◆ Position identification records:
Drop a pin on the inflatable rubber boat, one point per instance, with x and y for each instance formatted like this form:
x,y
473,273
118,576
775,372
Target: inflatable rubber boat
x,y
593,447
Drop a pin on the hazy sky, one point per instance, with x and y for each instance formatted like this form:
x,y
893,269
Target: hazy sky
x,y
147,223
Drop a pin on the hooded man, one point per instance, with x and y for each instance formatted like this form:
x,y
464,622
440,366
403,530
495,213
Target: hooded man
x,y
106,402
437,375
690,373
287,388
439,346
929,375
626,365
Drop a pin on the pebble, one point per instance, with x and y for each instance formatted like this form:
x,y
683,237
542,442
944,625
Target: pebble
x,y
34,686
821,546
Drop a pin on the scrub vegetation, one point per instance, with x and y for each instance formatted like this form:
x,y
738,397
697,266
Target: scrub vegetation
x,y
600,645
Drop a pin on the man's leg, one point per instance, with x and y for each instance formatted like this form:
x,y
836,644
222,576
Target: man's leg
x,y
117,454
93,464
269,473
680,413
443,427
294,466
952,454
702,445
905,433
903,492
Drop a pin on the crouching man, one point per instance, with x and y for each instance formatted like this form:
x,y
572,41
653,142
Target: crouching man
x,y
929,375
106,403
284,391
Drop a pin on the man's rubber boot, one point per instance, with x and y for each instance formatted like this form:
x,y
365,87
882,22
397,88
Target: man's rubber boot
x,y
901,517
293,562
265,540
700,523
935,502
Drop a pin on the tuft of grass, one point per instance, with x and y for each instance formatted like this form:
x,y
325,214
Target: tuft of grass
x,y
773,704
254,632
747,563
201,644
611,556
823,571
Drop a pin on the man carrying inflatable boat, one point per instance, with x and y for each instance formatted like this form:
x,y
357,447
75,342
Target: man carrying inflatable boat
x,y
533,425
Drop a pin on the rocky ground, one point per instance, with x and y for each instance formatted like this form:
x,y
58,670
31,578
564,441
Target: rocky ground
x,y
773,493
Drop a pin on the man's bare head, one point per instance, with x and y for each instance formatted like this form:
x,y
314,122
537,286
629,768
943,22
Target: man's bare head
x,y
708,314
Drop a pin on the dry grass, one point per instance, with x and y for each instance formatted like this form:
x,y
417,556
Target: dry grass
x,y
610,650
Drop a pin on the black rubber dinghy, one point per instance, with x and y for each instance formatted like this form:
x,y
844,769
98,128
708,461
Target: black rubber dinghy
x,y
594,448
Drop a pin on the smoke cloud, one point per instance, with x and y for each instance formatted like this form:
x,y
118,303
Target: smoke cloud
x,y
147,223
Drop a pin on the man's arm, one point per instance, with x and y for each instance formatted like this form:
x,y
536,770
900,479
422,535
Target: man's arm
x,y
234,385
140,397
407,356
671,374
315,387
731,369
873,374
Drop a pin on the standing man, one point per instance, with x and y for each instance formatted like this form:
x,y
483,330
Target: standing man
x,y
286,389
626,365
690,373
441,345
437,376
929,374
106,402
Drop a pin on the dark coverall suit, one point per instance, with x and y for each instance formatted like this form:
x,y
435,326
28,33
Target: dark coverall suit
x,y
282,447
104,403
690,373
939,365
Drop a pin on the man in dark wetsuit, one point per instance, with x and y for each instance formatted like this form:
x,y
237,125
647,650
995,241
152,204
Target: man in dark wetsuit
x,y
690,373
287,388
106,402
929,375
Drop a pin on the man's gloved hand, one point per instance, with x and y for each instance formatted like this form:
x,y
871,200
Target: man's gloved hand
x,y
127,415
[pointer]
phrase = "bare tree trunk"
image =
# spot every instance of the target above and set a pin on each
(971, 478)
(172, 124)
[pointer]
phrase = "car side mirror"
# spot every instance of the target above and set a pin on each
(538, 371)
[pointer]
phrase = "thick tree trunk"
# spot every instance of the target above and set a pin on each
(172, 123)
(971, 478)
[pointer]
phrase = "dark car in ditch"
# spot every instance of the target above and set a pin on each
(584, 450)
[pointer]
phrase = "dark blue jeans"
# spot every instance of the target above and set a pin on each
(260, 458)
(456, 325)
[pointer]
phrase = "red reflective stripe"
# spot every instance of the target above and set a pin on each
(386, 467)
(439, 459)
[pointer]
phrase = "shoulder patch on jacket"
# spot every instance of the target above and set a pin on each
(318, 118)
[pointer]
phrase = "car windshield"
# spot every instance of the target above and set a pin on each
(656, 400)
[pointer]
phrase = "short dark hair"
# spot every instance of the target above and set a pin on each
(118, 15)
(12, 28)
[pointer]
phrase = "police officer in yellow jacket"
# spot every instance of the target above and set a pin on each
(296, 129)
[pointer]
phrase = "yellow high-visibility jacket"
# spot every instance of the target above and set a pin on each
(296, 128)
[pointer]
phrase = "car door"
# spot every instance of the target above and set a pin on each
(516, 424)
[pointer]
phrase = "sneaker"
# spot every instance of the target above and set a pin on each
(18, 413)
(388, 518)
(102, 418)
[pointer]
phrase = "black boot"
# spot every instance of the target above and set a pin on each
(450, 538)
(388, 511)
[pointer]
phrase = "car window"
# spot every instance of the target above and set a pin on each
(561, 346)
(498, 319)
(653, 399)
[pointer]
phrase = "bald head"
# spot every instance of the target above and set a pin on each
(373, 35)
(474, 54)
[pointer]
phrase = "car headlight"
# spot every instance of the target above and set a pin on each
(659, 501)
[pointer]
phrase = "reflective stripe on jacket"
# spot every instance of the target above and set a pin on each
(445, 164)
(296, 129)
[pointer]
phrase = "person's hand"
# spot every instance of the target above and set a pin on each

◆ What the task requires:
Set out the complete listing exactly as shown.

◆ Exercise response:
Drop a pin on the inflatable rubber boat, one point per instance, with x and y for each instance formatted like this form:
x,y
473,273
118,576
775,372
Target: inflatable rubber boat
x,y
593,447
Drop a pin on the hazy sky, one point per instance, with x and y for each instance formatted like this form:
x,y
893,269
Target: hazy sky
x,y
147,223
Drop a pin on the hooded man, one point per instance, with x and y for each instance formatted like this form:
x,y
464,622
440,366
403,530
495,213
Target: hooded man
x,y
106,402
437,375
690,373
287,388
439,346
929,375
626,365
Drop a pin on the pebble, one point per instance, with x and y for each instance formatted like this form:
x,y
683,237
542,442
944,625
Target: pebble
x,y
34,686
821,546
Drop a pin on the scrub vegetation, one point per instance, with x and y for each instance formatted like this form:
x,y
738,397
697,266
Target: scrub vegetation
x,y
600,645
Drop a pin on the man's leg, one point per instance, with x and y for each instance formatted like this form:
x,y
836,644
222,576
Target: man's leg
x,y
117,454
93,464
269,473
680,413
443,427
294,466
952,454
702,445
905,433
903,492
Drop a pin on the crouching man, one point per instance, with x and y for each instance formatted like this form:
x,y
572,41
653,142
Target: crouching man
x,y
929,375
106,403
284,391
Drop a pin on the man's rubber boot, one point per instance, with x and y for each instance formatted like this form:
x,y
365,87
882,22
397,88
Target: man's rubber boot
x,y
901,517
293,562
265,540
700,523
935,502
Drop a pin on the tuft of grass, one point per instance, with x and y for each instance formatted like this form:
x,y
325,214
Target: tuft of grass
x,y
773,704
254,632
747,563
201,644
611,556
823,571
Drop a pin on the man carrying inflatable boat, one point per instance, with x and y for each instance formatted like this form:
x,y
357,447
75,342
Target: man carrying inflatable boat
x,y
533,425
Drop a pin on the rocky ground, one point per instance, with x and y for each instance formatted like this form:
x,y
58,670
31,578
564,441
Target: rocky ground
x,y
773,493
Drop a pin on the man's bare head, one point per instance, with x and y for each instance formatted like this form:
x,y
314,122
537,286
629,768
943,22
Target: man's bare head
x,y
708,314
Drop a pin on the dry grass, one point per instance, with x and y for each instance formatted like this form:
x,y
417,556
Target: dry grass
x,y
610,650
Drop a pin on the black rubber dinghy, one point per instance, with x and y for each instance formatted like this form:
x,y
844,769
98,128
708,461
Target: black rubber dinghy
x,y
594,448
Drop a pin on the smoke cloud, one point per instance, with x and y for each instance formatted like this form:
x,y
118,303
Target: smoke cloud
x,y
147,223
Drop a pin on the man's arm, one point per instance, with x and y for each instance formatted like this form:
x,y
536,770
900,479
422,535
Target: man's arm
x,y
234,385
140,397
407,356
671,374
315,387
731,369
873,374
Drop a pin on the standing man, one point per instance, with x and y for each instance formatted like this form:
x,y
483,330
Target: standing man
x,y
286,389
626,365
690,373
441,345
437,376
929,374
106,402
Drop a pin on the dark coverall suit, one point per instance, with x and y for each instance formatted like this form:
x,y
435,326
28,33
Target: dark coverall suit
x,y
282,447
104,403
690,373
939,365
Drop a pin on the man in dark wetsuit, one point per instance, with x and y for each instance formatted like this form:
x,y
237,125
647,650
995,241
152,204
Target: man in dark wetsuit
x,y
690,373
287,388
106,402
929,375
Drop a pin on the man's gloved hand, one point per instance, with x and y for each instance formatted like this form:
x,y
871,200
Target: man's gloved hand
x,y
127,415
[pointer]
phrase = "bare tree trunk"
image =
# spot every instance of the target above and set a pin on each
(971, 478)
(172, 124)
[pointer]
phrase = "car side mirror"
# spot every instance of the target above and set a pin on each
(538, 371)
[pointer]
phrase = "thick tree trunk"
# spot every instance of the target above and set a pin on each
(172, 123)
(971, 478)
[pointer]
phrase = "dark car in ditch"
# spot every instance of the target above and set a pin on each
(584, 450)
[pointer]
phrase = "dark blue jeans"
# spot every instance of the target above and set a pin on each
(260, 458)
(456, 325)
[pointer]
phrase = "red reflective stripe"
# spot every instance of the target above and set a pin on each
(386, 467)
(439, 459)
[pointer]
phrase = "shoulder patch on jacket"
# spot every instance of the target above and set a pin on each
(318, 118)
[pointer]
phrase = "car windshield"
# spot every instance of the target above and set a pin on each
(656, 400)
[pointer]
phrase = "short dark hair"
# spot every instance of the target above and set a pin on each
(118, 15)
(12, 28)
[pointer]
phrase = "police officer in yellow jacket"
# spot every instance of the target above and set a pin on each
(296, 129)
[pointer]
phrase = "yellow high-visibility jacket"
# spot every instance of the target above and set a pin on each
(296, 128)
[pointer]
phrase = "car door"
# spot every instance of the target above and set a pin on each
(516, 424)
[pointer]
phrase = "sneaker"
# spot every instance of the target above and set a pin on each
(18, 413)
(388, 518)
(102, 418)
[pointer]
phrase = "black boot"
# spot every instance of the target above and set a pin on each
(450, 538)
(388, 511)
[pointer]
phrase = "car window"
# spot every instance of the target above and set a pin on each
(561, 346)
(498, 319)
(653, 399)
[pointer]
phrase = "bald head"
# spot every instance of the target above and set a pin on each
(373, 35)
(474, 54)
[pointer]
phrase = "car headlight"
# spot every instance of the target above and set a pin on each
(659, 501)
[pointer]
phrase = "reflective stripe on jacket"
# spot every instance of the target above and set a pin on each
(445, 164)
(296, 129)
[pointer]
phrase = "person's hand"
# spot every instance of the target above and set a pin on each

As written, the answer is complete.